Written task> Gather every line in the items below that contains the string "shutter", and copy each one.

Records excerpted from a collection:

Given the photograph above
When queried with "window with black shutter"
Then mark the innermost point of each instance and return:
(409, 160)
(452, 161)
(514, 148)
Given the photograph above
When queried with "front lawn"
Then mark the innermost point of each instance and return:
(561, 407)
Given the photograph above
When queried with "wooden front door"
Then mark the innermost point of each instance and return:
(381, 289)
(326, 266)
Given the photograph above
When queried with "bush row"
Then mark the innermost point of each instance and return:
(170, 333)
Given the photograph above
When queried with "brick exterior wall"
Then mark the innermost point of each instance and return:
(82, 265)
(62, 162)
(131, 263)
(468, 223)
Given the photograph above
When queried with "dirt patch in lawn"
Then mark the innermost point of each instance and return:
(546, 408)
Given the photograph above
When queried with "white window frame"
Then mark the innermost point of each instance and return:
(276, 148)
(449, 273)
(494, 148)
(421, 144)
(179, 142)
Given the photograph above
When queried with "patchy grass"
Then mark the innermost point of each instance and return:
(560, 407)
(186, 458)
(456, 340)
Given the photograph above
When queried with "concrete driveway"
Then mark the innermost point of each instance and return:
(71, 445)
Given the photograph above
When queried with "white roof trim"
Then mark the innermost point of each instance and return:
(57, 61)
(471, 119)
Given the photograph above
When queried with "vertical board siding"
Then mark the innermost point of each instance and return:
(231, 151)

==

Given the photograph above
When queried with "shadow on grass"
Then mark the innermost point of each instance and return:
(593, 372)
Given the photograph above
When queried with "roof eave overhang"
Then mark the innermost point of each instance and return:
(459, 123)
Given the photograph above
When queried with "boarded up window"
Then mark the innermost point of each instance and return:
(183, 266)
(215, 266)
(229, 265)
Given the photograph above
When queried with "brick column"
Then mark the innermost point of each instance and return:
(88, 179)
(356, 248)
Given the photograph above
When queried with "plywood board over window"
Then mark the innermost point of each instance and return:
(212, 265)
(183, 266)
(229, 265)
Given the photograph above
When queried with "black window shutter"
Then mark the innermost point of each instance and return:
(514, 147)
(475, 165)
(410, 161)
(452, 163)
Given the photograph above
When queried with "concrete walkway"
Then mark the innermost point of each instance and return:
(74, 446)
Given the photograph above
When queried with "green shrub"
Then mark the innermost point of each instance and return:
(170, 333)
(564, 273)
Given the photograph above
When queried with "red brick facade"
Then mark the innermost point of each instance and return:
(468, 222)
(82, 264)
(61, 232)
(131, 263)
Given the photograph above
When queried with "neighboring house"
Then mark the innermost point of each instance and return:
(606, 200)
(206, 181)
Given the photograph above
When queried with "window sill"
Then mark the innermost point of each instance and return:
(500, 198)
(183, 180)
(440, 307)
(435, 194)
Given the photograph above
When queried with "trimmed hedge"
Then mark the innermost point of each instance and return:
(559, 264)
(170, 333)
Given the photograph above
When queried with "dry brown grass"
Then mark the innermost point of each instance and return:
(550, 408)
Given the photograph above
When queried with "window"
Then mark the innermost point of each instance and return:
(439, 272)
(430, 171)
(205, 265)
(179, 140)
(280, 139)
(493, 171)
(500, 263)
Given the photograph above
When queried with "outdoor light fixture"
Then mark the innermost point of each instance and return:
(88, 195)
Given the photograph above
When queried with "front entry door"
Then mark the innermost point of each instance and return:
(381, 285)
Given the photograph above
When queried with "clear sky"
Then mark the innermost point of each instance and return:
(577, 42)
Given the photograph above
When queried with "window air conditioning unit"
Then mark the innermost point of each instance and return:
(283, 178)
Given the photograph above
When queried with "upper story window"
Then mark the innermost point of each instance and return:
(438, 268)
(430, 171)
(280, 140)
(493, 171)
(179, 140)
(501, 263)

Output for this task>
When queried with "window with black shutter"
When queried with "black window shutter"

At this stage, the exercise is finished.